**EXERCISE OBJECTIVE**
Gather every line of the records below that contains the string "rule", and copy each one unchanged.

[Outline records]
= = =

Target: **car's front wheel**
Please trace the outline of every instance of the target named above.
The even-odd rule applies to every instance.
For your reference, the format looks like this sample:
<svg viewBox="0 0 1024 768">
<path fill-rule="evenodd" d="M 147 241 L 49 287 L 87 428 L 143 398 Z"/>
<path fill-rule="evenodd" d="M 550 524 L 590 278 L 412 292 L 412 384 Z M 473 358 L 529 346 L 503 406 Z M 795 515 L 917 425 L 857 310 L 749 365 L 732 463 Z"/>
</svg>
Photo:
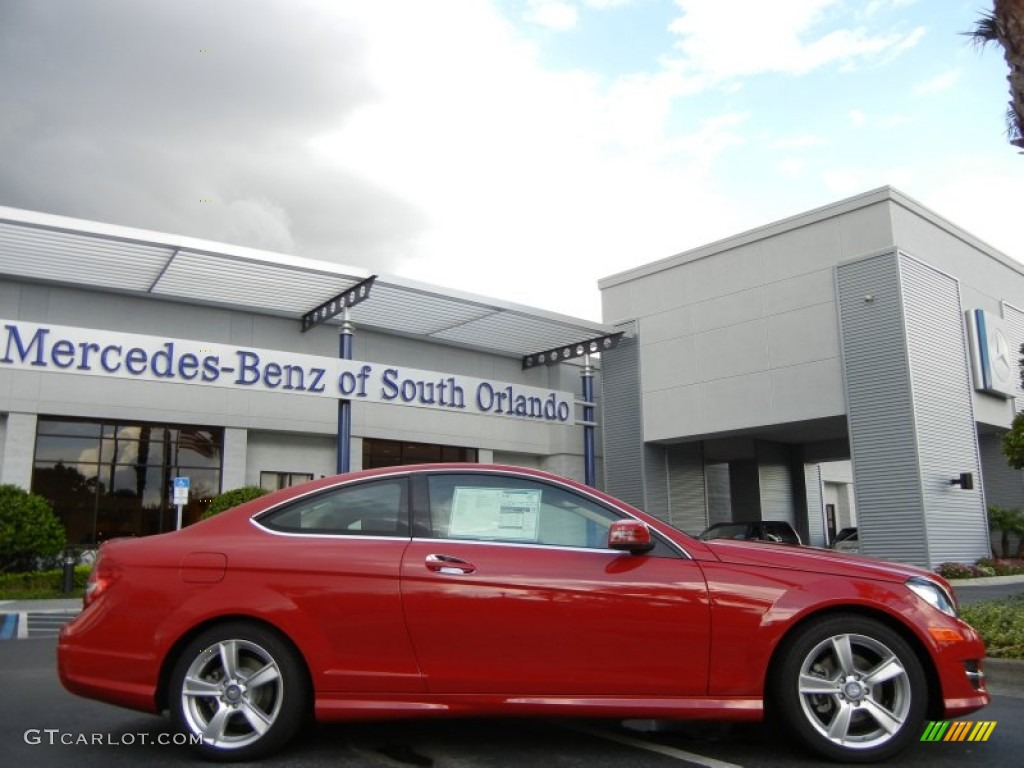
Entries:
<svg viewBox="0 0 1024 768">
<path fill-rule="evenodd" d="M 898 633 L 872 618 L 842 614 L 806 625 L 786 643 L 771 691 L 785 723 L 831 760 L 868 763 L 916 739 L 928 683 Z"/>
<path fill-rule="evenodd" d="M 308 711 L 309 684 L 275 632 L 232 622 L 185 646 L 171 673 L 168 709 L 205 758 L 255 760 L 283 746 Z"/>
</svg>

= = =

**THE REPLY**
The even-odd rule applies to every instance.
<path fill-rule="evenodd" d="M 147 241 L 49 287 L 87 428 L 143 398 Z"/>
<path fill-rule="evenodd" d="M 550 524 L 590 278 L 412 292 L 412 384 Z M 473 358 L 529 346 L 503 406 Z M 795 515 L 917 425 L 857 310 L 749 365 L 732 463 Z"/>
<path fill-rule="evenodd" d="M 898 633 L 872 618 L 842 614 L 806 625 L 786 643 L 771 691 L 785 723 L 831 760 L 868 763 L 916 739 L 928 683 Z"/>
<path fill-rule="evenodd" d="M 308 711 L 309 684 L 275 632 L 232 622 L 185 646 L 171 673 L 168 709 L 205 758 L 255 760 L 283 746 Z"/>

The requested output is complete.